**Problem**
List every line in the material below that contains the word "face", copying each line in full.

**The input**
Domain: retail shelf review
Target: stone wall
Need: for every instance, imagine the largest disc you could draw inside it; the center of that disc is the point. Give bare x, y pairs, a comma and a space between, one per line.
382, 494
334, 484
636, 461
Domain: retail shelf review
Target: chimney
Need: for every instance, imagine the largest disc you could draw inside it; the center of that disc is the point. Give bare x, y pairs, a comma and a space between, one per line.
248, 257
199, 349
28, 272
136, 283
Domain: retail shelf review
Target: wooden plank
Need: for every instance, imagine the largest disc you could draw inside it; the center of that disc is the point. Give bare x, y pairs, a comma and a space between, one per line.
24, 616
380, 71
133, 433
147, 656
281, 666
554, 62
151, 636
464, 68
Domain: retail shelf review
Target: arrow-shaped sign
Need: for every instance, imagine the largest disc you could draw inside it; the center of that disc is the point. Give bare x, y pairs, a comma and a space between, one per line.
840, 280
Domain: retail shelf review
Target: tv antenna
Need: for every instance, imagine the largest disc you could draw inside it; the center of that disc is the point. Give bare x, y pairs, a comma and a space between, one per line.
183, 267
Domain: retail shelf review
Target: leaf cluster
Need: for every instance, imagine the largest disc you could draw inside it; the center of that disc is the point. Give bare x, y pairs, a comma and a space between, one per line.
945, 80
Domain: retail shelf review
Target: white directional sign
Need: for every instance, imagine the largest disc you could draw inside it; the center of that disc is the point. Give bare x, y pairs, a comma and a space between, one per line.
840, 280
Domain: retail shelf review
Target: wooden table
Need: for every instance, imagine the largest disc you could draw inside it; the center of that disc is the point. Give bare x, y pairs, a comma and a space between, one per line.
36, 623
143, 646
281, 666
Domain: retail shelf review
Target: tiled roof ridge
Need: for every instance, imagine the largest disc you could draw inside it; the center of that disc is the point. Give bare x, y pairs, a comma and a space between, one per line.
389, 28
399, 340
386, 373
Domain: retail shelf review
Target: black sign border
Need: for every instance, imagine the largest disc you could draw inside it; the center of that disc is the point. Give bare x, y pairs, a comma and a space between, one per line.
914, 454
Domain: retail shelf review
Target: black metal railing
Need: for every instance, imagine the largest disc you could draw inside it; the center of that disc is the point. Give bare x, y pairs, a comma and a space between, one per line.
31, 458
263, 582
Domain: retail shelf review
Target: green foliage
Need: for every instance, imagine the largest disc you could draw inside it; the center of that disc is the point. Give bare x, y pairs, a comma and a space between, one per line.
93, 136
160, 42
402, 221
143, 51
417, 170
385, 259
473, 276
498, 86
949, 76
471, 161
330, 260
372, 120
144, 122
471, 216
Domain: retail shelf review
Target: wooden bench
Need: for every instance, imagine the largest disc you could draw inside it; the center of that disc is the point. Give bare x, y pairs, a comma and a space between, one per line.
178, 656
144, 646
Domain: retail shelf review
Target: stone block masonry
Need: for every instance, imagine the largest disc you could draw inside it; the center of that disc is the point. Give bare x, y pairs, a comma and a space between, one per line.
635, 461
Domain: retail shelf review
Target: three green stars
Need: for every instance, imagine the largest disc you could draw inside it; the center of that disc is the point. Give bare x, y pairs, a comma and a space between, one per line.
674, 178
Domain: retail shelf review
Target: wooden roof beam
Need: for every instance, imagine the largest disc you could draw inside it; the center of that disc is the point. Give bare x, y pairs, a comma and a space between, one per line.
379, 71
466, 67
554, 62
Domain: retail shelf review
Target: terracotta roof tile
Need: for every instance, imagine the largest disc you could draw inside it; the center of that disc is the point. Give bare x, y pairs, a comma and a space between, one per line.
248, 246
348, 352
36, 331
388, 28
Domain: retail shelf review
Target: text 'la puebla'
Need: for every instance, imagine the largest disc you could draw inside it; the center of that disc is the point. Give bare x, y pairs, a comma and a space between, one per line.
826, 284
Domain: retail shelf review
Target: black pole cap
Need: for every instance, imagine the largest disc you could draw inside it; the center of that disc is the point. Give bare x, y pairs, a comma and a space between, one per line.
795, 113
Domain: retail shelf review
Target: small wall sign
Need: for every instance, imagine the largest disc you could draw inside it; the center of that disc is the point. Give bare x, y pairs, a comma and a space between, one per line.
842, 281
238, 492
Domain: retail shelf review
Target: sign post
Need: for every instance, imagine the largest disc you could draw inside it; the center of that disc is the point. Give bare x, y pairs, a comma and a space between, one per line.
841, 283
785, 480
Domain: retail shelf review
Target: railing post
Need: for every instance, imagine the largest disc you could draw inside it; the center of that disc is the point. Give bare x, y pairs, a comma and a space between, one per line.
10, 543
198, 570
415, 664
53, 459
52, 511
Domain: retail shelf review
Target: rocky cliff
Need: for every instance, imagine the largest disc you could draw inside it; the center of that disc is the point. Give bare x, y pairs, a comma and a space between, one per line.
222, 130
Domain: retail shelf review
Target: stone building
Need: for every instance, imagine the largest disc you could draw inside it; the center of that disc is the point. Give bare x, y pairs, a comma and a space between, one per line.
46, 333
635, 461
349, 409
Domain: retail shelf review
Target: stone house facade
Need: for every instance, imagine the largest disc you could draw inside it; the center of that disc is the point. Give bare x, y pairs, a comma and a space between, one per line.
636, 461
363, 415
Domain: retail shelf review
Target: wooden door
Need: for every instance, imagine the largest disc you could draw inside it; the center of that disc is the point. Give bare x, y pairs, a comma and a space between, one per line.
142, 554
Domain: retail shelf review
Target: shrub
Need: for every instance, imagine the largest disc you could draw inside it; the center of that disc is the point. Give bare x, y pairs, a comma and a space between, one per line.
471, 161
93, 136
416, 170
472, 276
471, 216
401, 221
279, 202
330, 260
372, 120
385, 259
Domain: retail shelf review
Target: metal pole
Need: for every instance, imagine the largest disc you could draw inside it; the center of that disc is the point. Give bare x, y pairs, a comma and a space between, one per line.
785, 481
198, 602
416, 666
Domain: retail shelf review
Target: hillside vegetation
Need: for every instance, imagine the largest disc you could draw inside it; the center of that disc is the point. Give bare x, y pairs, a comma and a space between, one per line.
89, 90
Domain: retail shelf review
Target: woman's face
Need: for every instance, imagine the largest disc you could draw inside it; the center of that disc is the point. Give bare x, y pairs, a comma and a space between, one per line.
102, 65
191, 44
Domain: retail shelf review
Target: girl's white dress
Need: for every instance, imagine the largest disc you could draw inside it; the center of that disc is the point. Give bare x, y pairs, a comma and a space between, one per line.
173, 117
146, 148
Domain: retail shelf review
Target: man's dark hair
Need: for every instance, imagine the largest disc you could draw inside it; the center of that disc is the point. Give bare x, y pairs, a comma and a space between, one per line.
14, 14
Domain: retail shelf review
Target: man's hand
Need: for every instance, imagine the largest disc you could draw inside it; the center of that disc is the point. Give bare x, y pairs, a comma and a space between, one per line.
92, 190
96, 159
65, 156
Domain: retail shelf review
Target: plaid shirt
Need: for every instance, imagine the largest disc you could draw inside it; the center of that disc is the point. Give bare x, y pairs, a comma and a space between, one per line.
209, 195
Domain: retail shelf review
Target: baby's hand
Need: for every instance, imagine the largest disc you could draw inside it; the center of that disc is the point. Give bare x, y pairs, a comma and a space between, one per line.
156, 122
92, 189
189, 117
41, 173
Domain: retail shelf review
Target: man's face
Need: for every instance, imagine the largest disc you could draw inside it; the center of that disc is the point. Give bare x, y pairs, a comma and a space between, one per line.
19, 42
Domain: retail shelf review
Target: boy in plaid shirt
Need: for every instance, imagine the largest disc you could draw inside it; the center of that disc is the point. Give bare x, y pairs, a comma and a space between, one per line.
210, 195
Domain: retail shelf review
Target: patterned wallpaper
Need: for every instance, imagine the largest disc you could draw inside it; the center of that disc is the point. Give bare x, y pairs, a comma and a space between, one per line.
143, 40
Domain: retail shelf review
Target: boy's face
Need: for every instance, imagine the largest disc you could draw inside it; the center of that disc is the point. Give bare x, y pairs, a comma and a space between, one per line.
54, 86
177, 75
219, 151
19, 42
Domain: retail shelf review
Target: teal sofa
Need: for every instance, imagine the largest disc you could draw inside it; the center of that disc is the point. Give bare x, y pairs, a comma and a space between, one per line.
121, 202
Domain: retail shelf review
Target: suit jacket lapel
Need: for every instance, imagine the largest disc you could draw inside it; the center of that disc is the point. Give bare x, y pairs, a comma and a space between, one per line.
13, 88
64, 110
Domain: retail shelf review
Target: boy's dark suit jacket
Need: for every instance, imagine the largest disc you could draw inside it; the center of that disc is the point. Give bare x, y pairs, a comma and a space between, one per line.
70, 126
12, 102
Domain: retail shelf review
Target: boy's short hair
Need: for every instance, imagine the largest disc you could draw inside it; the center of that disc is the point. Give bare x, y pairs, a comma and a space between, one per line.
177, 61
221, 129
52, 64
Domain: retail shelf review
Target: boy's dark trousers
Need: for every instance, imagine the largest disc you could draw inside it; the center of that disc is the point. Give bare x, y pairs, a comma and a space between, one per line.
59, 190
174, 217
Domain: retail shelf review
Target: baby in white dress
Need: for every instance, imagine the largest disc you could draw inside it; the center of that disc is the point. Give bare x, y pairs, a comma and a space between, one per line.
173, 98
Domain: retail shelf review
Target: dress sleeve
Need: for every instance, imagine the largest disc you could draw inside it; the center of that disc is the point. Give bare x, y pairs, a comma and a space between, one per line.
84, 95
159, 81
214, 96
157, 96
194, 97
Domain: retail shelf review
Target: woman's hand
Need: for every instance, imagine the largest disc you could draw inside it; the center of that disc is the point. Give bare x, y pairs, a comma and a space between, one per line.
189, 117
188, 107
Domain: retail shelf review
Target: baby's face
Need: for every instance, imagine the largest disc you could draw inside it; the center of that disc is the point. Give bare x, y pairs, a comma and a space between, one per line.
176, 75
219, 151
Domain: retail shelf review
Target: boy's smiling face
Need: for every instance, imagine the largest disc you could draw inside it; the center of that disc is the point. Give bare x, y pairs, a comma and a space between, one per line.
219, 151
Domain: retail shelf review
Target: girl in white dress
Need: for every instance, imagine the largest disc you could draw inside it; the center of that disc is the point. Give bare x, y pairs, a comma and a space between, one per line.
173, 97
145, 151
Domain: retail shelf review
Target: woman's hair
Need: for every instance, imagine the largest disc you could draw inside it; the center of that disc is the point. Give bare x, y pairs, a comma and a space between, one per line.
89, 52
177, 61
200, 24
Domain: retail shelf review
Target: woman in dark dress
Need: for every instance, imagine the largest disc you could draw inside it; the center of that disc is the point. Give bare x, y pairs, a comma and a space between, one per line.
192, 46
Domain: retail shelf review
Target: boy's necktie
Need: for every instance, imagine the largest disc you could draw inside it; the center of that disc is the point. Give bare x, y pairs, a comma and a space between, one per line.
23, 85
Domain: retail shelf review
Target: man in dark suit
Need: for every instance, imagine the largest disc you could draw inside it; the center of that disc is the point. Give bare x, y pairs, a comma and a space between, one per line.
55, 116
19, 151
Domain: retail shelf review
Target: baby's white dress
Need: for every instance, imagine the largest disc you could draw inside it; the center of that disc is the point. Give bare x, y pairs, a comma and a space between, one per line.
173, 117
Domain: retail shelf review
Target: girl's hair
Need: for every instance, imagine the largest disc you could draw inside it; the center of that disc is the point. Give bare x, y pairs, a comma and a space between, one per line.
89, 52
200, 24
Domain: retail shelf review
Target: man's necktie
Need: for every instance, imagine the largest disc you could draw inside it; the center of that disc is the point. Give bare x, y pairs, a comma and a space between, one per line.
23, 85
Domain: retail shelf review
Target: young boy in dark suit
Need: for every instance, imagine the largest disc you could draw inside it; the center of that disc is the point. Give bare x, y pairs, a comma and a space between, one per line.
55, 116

**Correct answer**
Target: woman's face
Target: man's face
Target: boy's face
Target: baby's face
Target: boy's smiling face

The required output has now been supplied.